Data in this exercise
------------------------------------
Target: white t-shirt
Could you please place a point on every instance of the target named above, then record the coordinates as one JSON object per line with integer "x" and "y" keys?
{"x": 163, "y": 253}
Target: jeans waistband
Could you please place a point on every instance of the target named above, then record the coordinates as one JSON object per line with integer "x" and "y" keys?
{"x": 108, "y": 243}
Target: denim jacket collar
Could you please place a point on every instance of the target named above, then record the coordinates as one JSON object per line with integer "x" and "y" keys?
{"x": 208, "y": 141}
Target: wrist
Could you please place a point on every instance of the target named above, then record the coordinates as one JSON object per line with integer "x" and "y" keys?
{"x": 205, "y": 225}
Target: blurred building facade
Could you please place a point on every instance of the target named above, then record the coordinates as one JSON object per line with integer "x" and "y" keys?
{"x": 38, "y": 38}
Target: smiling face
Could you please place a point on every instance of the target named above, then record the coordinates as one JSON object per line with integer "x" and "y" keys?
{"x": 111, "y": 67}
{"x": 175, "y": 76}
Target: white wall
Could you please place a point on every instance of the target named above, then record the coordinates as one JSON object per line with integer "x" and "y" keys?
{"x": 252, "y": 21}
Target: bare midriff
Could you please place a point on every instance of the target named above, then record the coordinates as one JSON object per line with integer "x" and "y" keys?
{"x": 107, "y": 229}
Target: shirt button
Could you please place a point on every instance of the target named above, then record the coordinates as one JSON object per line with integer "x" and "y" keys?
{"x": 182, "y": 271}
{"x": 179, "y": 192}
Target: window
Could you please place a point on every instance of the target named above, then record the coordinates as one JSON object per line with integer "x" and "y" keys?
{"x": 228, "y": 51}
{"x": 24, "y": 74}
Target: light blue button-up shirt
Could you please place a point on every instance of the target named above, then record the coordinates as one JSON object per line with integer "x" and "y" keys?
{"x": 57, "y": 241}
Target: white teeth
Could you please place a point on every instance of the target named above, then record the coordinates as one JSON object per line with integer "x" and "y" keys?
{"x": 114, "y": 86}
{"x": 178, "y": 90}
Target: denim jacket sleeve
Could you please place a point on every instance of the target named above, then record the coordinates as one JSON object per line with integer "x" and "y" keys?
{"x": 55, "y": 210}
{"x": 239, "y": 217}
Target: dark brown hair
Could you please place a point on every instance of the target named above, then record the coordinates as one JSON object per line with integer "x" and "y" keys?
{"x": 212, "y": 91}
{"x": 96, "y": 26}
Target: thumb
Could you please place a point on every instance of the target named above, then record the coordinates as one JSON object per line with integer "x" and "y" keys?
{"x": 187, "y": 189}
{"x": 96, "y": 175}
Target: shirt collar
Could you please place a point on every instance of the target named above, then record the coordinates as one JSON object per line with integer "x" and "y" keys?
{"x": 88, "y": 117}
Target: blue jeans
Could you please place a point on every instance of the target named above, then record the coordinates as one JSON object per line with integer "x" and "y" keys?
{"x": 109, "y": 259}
------------------------------------
What needs to be done
Give the material above again in its entirety, exactly as it appears.

Written solution
Target: white t-shirt
Could you please place a point on every instance of the target named above, then record the coordinates as one JSON object per line with integer "x" and "y" keys?
{"x": 163, "y": 253}
Target: jeans waistband
Could you please place a point on every instance of the target named above, then record the coordinates as one JSON object per line with integer "x" and "y" keys?
{"x": 108, "y": 243}
Target: denim jacket collar
Could you please place a point on every instance of the target named above, then record the coordinates as one JSON object per line with integer "x" and "y" keys?
{"x": 208, "y": 141}
Target: wrist
Could you please place a point on every instance of the target named above, then record the coordinates as one JSON object per line with integer "x" and "y" keys?
{"x": 205, "y": 225}
Target: blurred building facade
Could you please place a point on every instance of the target named above, then record the coordinates as one JSON object per line with integer "x" and "y" keys?
{"x": 38, "y": 38}
Target: smiling face
Could you please place a point on every instance of the target named above, then record the coordinates as one JSON object per line with integer "x" and "y" keys?
{"x": 111, "y": 67}
{"x": 175, "y": 76}
Target: white wall
Could you please place a point on every instance of the target named above, then record the coordinates as one JSON object per line with integer "x" and "y" keys?
{"x": 252, "y": 21}
Target: bare midriff
Could you please place a point on every instance of the target named above, then record the coordinates as one JSON object per line with integer "x" and "y" keys?
{"x": 107, "y": 229}
Target: shirt button
Could you please place a point on every instance of the target named above, then record the coordinates as one JSON object per line with integer "x" and "y" keys?
{"x": 182, "y": 271}
{"x": 179, "y": 192}
Target: window
Could you please place a point on every instance of the target named above, then record the coordinates as one JSON object per line with integer "x" and "y" keys?
{"x": 228, "y": 51}
{"x": 24, "y": 74}
Target: light blue button-up shirt
Could you please place a point on every instance of the target named above, then record the coordinates as one JSON object per line with integer "x" and "y" keys?
{"x": 57, "y": 241}
Target: white teeth
Could you please place a point on every instance of the target named above, then record the coordinates as one JSON object per line with integer "x" and "y" keys?
{"x": 114, "y": 86}
{"x": 178, "y": 90}
Target: denim jacket sleeve
Could you please place a point on every instance of the target named above, then record the coordinates as one JSON object per line with integer "x" and "y" keys?
{"x": 55, "y": 210}
{"x": 239, "y": 217}
Target: dark brown hair
Could you please place a point on every instance of the target named above, then record the coordinates as one JSON object per line with integer "x" and "y" keys?
{"x": 212, "y": 91}
{"x": 96, "y": 26}
Target: thumb
Could you please place a point on every instance of the target named above, then record the coordinates as one JSON object per line with integer "x" and "y" keys?
{"x": 187, "y": 189}
{"x": 96, "y": 175}
Target: shirt collar
Could you please place a point on every instance of the target named above, then record the coordinates as one JSON object per line with integer "x" and "y" keys?
{"x": 88, "y": 117}
Target: blue jeans
Could you please place a point on every instance of the target named above, then record the coordinates as one JSON object per line with integer "x" and "y" keys?
{"x": 109, "y": 259}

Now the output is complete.